Aim of the exercise:
Find the line that contains "For the evaluation set, point out every instance of the palm" in the entries below. Output it and each later line exactly, and nothing else.

______________________________

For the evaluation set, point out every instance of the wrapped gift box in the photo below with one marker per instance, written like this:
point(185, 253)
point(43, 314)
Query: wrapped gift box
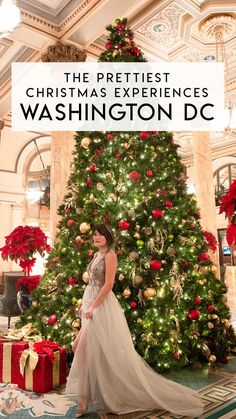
point(10, 353)
point(47, 374)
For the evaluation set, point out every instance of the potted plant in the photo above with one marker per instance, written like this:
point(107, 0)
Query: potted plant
point(20, 246)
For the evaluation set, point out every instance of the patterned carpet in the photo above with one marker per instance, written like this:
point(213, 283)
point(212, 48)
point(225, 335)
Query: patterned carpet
point(217, 388)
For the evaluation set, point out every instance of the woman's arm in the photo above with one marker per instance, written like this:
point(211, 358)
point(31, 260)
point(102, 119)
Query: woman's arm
point(111, 265)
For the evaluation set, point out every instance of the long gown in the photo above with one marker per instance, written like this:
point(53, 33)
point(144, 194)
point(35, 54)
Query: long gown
point(108, 371)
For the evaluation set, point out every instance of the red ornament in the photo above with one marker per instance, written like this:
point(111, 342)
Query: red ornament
point(193, 314)
point(176, 355)
point(136, 51)
point(124, 225)
point(134, 176)
point(211, 307)
point(70, 223)
point(120, 25)
point(184, 264)
point(155, 265)
point(119, 252)
point(88, 181)
point(92, 168)
point(72, 281)
point(144, 134)
point(56, 260)
point(157, 213)
point(198, 300)
point(204, 256)
point(52, 319)
point(108, 45)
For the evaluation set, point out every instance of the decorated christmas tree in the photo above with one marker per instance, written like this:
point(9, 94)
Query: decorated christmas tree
point(166, 282)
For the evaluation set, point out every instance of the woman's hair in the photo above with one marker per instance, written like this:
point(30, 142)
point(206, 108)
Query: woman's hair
point(106, 231)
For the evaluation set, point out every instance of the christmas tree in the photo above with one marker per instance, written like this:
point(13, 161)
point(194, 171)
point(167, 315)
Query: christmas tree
point(166, 283)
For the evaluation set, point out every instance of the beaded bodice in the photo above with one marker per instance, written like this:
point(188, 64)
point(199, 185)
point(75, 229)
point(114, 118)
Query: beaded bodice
point(96, 271)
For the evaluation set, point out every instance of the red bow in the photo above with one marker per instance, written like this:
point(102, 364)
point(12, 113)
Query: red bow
point(47, 347)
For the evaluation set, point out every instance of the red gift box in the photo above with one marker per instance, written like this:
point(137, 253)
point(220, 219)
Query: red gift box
point(10, 353)
point(47, 374)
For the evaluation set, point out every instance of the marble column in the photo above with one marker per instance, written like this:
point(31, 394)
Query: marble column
point(203, 180)
point(62, 142)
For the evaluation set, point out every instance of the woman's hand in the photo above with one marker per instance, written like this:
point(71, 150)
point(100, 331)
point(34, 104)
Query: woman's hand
point(89, 313)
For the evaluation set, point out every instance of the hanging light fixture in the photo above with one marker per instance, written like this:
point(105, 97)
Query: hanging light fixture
point(219, 28)
point(10, 17)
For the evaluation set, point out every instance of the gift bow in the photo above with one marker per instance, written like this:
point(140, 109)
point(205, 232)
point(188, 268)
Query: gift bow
point(47, 347)
point(26, 332)
point(28, 355)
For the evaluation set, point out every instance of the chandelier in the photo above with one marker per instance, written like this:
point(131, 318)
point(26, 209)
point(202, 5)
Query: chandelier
point(219, 29)
point(10, 17)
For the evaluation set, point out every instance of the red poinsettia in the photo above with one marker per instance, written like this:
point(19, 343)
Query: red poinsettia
point(210, 241)
point(28, 283)
point(228, 205)
point(23, 242)
point(228, 202)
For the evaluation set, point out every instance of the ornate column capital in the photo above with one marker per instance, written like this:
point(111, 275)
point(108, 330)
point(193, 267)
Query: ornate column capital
point(60, 52)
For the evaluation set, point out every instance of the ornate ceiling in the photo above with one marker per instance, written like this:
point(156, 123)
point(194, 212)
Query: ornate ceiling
point(181, 30)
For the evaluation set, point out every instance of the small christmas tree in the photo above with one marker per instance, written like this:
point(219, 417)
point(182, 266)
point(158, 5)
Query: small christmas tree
point(166, 283)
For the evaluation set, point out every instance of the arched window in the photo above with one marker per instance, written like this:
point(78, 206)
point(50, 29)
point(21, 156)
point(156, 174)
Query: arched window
point(223, 177)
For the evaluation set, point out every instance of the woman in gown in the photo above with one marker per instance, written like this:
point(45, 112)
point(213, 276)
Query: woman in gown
point(107, 374)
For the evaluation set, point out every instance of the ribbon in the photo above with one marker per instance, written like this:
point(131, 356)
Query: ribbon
point(29, 371)
point(29, 358)
point(6, 362)
point(47, 347)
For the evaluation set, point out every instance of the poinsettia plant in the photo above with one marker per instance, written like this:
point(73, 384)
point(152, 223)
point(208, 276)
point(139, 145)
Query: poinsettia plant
point(228, 205)
point(20, 246)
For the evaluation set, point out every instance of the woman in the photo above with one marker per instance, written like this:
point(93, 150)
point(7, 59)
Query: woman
point(107, 374)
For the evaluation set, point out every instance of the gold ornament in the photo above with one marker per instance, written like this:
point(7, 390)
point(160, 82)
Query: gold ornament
point(79, 241)
point(149, 293)
point(126, 293)
point(85, 142)
point(100, 186)
point(76, 324)
point(84, 228)
point(137, 279)
point(85, 277)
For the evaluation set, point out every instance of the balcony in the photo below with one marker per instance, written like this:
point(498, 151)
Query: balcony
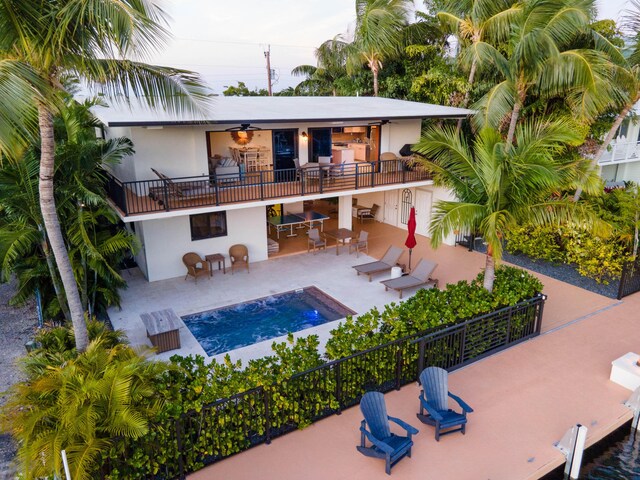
point(621, 153)
point(168, 194)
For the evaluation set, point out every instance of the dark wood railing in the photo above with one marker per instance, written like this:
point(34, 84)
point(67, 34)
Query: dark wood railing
point(159, 195)
point(250, 418)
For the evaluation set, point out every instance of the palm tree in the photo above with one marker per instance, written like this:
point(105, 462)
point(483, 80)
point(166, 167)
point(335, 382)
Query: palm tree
point(331, 59)
point(498, 186)
point(81, 404)
point(42, 42)
point(627, 86)
point(540, 55)
point(478, 26)
point(378, 34)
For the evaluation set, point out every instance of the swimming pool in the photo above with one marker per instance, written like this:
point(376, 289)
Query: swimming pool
point(235, 326)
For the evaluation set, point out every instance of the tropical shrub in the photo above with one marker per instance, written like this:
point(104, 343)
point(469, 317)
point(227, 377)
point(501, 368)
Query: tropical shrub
point(594, 257)
point(83, 403)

______________________________

Completed exercise:
For the evaluation set, point out every instance of the palm tree in the photo above with one marker per instance, written like this:
point(105, 462)
point(483, 80)
point(166, 167)
point(335, 382)
Query: palm tree
point(331, 59)
point(498, 186)
point(81, 404)
point(42, 42)
point(627, 86)
point(540, 55)
point(478, 26)
point(378, 34)
For the evaluation set, point out every instance of the swimming pool in the photo above with one marker per instance, written like this:
point(376, 289)
Query: swimming pool
point(235, 326)
For the evaluation set, point out every instance of the tropical shrub in the photo above with one marker per instance, written like this:
point(104, 343)
point(469, 317)
point(227, 377)
point(501, 368)
Query: tropical shrub
point(594, 257)
point(83, 403)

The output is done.